(Natural-language object grounding data)
......
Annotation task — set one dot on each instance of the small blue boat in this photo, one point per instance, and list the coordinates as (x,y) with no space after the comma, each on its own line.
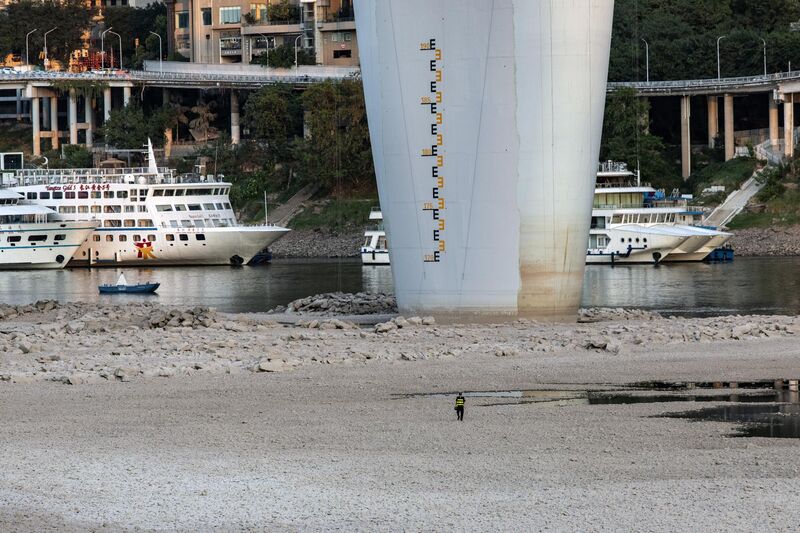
(122,287)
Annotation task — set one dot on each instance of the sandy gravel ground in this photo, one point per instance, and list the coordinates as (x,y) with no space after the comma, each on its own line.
(336,444)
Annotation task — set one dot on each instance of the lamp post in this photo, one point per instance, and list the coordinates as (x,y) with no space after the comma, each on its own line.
(647,59)
(295,49)
(27,62)
(160,53)
(120,47)
(719,70)
(103,48)
(45,45)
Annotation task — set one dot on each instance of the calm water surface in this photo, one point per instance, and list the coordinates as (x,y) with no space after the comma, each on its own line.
(748,285)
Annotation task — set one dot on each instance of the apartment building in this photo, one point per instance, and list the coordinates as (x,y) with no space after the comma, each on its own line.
(236,31)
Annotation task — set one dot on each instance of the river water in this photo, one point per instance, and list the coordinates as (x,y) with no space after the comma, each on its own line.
(748,285)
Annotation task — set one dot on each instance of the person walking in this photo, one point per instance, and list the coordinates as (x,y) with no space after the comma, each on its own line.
(460,406)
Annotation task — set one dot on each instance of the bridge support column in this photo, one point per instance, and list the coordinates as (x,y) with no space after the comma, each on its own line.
(713,120)
(54,122)
(89,118)
(730,150)
(686,139)
(788,124)
(235,134)
(37,138)
(774,128)
(72,117)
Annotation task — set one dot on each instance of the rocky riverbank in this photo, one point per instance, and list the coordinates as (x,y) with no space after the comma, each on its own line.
(318,243)
(773,241)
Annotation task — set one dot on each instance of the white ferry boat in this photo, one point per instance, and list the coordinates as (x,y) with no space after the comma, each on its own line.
(375,250)
(29,239)
(635,223)
(146,216)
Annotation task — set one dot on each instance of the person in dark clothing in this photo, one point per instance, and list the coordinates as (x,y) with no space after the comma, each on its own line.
(460,406)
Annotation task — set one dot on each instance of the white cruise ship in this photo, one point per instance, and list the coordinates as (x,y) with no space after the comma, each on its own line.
(30,239)
(635,223)
(146,216)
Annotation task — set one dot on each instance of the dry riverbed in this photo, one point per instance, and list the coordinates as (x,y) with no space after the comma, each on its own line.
(140,416)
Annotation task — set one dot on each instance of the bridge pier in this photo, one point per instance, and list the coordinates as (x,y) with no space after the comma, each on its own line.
(686,139)
(730,149)
(788,124)
(235,132)
(713,120)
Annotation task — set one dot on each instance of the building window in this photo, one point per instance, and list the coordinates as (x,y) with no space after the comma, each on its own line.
(230,15)
(182,20)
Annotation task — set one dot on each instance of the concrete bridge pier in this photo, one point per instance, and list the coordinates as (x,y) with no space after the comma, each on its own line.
(730,150)
(713,120)
(686,139)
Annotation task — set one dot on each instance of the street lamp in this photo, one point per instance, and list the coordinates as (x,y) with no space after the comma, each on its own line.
(647,59)
(295,49)
(160,54)
(27,63)
(45,44)
(120,47)
(103,48)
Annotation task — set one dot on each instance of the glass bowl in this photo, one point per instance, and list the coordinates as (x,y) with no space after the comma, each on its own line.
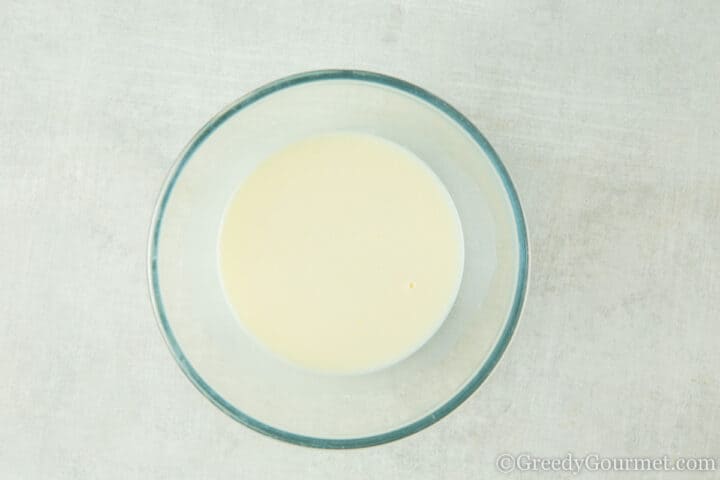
(263,392)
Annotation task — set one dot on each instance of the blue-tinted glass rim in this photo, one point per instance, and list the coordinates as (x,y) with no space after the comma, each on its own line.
(459,397)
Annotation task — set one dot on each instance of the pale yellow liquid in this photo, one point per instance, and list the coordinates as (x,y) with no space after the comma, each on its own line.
(341,253)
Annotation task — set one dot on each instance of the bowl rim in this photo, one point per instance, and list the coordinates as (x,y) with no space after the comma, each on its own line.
(337,443)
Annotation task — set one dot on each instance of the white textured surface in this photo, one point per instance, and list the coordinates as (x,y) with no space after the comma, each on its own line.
(606,114)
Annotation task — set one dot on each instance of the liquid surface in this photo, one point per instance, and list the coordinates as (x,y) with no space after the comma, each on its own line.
(341,253)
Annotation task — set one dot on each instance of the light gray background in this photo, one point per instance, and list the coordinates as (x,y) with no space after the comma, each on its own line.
(605,113)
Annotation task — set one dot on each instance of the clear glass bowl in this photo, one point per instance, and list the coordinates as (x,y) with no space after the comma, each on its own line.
(263,392)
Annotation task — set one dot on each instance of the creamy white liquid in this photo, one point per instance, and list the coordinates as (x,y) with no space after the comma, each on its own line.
(341,253)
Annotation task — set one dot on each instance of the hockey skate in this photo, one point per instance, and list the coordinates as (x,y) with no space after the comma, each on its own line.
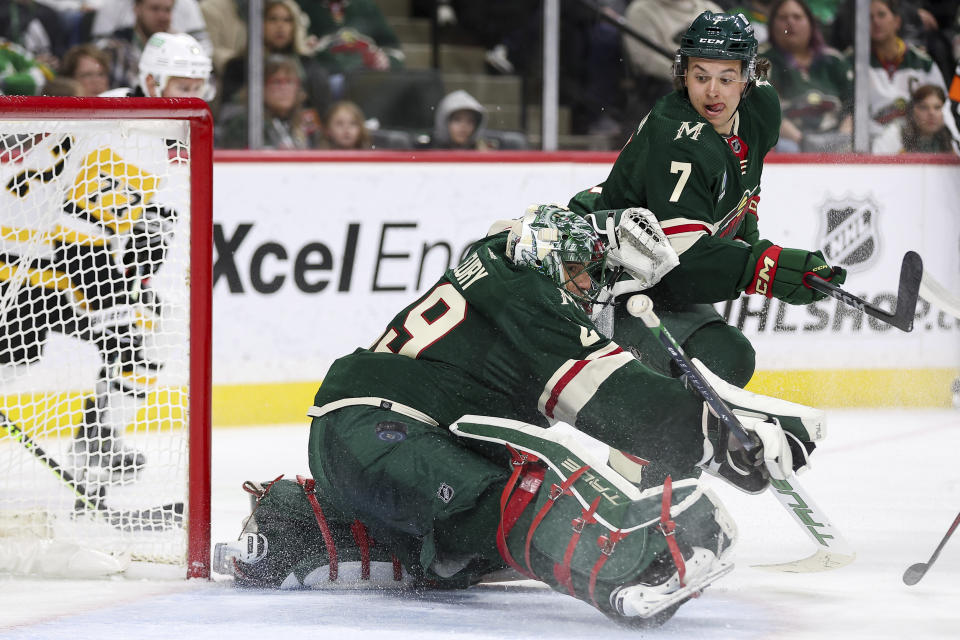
(99,456)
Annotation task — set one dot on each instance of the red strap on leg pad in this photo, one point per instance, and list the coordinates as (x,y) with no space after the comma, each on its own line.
(668,528)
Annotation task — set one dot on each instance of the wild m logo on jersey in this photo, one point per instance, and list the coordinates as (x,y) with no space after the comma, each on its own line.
(848,232)
(692,132)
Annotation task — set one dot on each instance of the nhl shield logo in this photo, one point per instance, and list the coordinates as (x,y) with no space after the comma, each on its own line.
(848,232)
(445,492)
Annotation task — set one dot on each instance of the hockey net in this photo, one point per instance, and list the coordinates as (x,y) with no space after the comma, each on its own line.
(105,218)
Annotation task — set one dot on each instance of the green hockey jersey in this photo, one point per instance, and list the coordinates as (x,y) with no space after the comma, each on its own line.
(702,187)
(497,339)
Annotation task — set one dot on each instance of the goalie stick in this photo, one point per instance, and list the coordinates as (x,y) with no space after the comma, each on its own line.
(938,295)
(911,271)
(915,572)
(834,551)
(152,519)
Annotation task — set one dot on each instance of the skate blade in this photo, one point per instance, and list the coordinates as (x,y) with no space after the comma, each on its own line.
(820,561)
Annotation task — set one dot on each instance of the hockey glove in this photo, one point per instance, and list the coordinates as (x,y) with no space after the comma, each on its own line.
(779,273)
(146,246)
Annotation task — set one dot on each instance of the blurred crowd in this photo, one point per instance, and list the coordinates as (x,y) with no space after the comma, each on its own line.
(335,74)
......
Exercise requirements:
Text only, pictures out: give every record again as written.

Your solution:
Annotation task — set one dot on each instance of the small blue boat in this photo, one point per instance, and list the coordinates as (x,y) with no space after the comma, each on its own line.
(122,287)
Annotation task — set one dot on each instance of the sandy gravel ground in this photo, one point per instance, and list the coordinates as (x,y) with no space after the comma, each on its own line.
(336,444)
Annotation task — set one dot on each instance of the lamp post in this photo, one point per instance, and list the coordinates as (x,y) with no space after the comma, each on its own line.
(647,59)
(295,49)
(27,62)
(160,53)
(120,47)
(719,70)
(103,48)
(45,45)
Annotation task — set one dot on each instance of the calm water surface in this photo, one point per instance, and list the coordinates as (x,y) with no space after the comma, each on its own line.
(748,285)
Annotation task — set one dot on each instance of the apartment building in this photo, one point per instance, and list the coordinates as (x,y) with no space after the comma, each on its own line.
(236,31)
Annotation task — set one dot on each instance of the river water in this photo, one point per instance, and list the coordinates as (x,y) with no space after the comma, each on its own line.
(748,285)
Annotation task — set one dot on each instance of the person walking in this photo, one point per instance, and list the coordinates as (x,y) with no space after the comma, each on its own line.
(460,406)
Annotation task — set one dot on each instance of the bridge support column in this photo, one point per instance, and list the coordinates as (x,y) with no space after the comma, each on its own line.
(713,120)
(54,122)
(89,118)
(730,150)
(686,139)
(788,124)
(235,134)
(37,138)
(774,128)
(72,117)
Annotation task — set one dot on each instance of the rocky riverbank in this photo, one point per instance, and list the coordinates as (x,y) with no space after the comma, each on its own line.
(318,243)
(773,241)
Annotation task — set one dot on each instance of the white ferry boat in this photo, one point per instance, and list the coordinates as (x,y) with no space after the comma, each on its own line.
(375,250)
(29,239)
(635,223)
(146,216)
Annotation task — set one dot on each instance of the person in dark clothing in this photo, one point per instance, and list the coordinates as (x,y) with no space after the comma, each on its own line.
(460,406)
Annotation task — set one dot on each instance of the white cruise ship in this photo, one point per instance, and list the coordinates as (x,y) with no space after the comma, each on its own line.
(30,239)
(635,223)
(146,216)
Annotation task — set one dot on each instance of the dry riverbed in this photo, one point per instance, and list the coordinates as (x,y) with no space after the comma, each on its own line.
(140,416)
Annotation task — set one dot on each instance of the bridge pier in this photo, one point per instance, and list the coordinates as (x,y) with no space after the comma, each on its own line.
(686,139)
(730,149)
(788,124)
(235,132)
(713,120)
Annotation task — set one dot on each instance of the building window in this photo, one point per instance, and list the coordinates as (x,y) with no space after the comma, each on its own line.
(230,15)
(182,20)
Annotation task — set one dot on each instance of the concrete bridge pier in this photo, one point per instance, and list the coordinates as (x,y) with no space after the comma, each on its own line.
(730,150)
(713,120)
(686,139)
Annotation task — set one dot on each instance of the street lamp in this photo, one point per instance, and list the coordinates as (x,y) with no space after the comma, each on its own line.
(647,59)
(295,49)
(160,54)
(27,63)
(45,44)
(120,47)
(103,48)
Annotation task — set one dot on each instance of the glass bowl in this photo, one point per instance, and list the coordinates as (x,y) with no space after the comma, each on its own line.
(263,392)
Annotation task — set one dot on each instance of the blue-tinted glass rim in this photo, one point per instance, and list the coordinates as (x,y) with no space after the comma, each on its own line.
(459,397)
Annotation task — set one dot on each instance of the pale yellow liquid in this photo, one point per instance, and list the coordinates as (x,y) with no space after the comma, each on its own line.
(341,253)
Annotation task — set one dot on each instance of the bowl rim in this photo, one point per instance, and list the coordinates as (x,y) with no space after the comma, each on its own line.
(337,443)
Annotation task — set one dot on each instance of the white textured surface in this photo, one point per instance, and list the coordinates as (x,y) with no space after the comma, each on its own line.
(606,114)
Annotation task — set one dot on each instance of the liquid surface in this photo, one point per instance, and list the coordinates as (x,y) with no space after the comma, each on its own line.
(341,253)
Annotation task — set one dot on each instance of the light gray background in this photo, one point per instance, and list the coordinates as (x,y) with no space after the comma, each on its own line.
(605,113)
Annotation task — set one dot on each instance of the clear glass bowl in this photo, one point per instance, and list the coordinates as (x,y) with no space after the comma, each on its own line.
(263,392)
Annotation task — set one dot on each instance of the creamy white liquid in this photo, one point per instance, and list the coordinates as (x,y) with no space after the comma, each on its own line.
(341,253)
Annotation task — set one dot on each instance of the hockey skate in this photo, one point per instance, and list the coordinates as (x,y) with no space after the comma, each on its own line.
(99,456)
Annotation task — set one dot on each instance of the red strap on leg pad in this photo, one point per instance, and list the coordinates as (x,y) with no space after the comma, each on its own line.
(668,528)
Annotation task — set one dot on each instance of the wild m logo on jersey in this photo, one point per instance, and list the coordinates as (x,y) with no space after the comma, each on its own line.
(848,232)
(692,132)
Annotation task — set one dot on each instance of the nhl shield logo in this photo, one point per instance, and list the coordinates as (x,y) with no space after the comma, each on its own line.
(848,232)
(445,492)
Annotation task — set one dot on each instance of the hockey net in this photo, one point per instance, and list the coordinates as (x,y) with no space after the comma, each on its own line.
(105,218)
Annotation task — set one dot on each instance of the green hockey jersey in this photo, one point per instance, and list the coordinates as (x,y) with no space after the comma, each on its own line.
(702,187)
(497,339)
Annotation task — set one dot on each instance of the goalie stick in this photo, one point per instance, and list the coordinates as (x,y) with no space after the comma, each on its own line.
(938,295)
(911,271)
(915,572)
(834,551)
(152,519)
Annotation task — set one dot on each instance of the skate blade in this photo, one point per instance, and list the coordinates as (x,y) with no space after the comma, each on its own line.
(820,561)
Annotation task — set one dot on each instance of the hockey glove in this photo, one point per instance, and list the coordinates as (x,y) with no space after the comma, each on its own line.
(779,273)
(146,246)
Annotation task — set one dot on each instance of the blurred crowd in this photo, one point per instance, and list the coordinates as (x,y) with no space after the comma, each on its own line.
(335,74)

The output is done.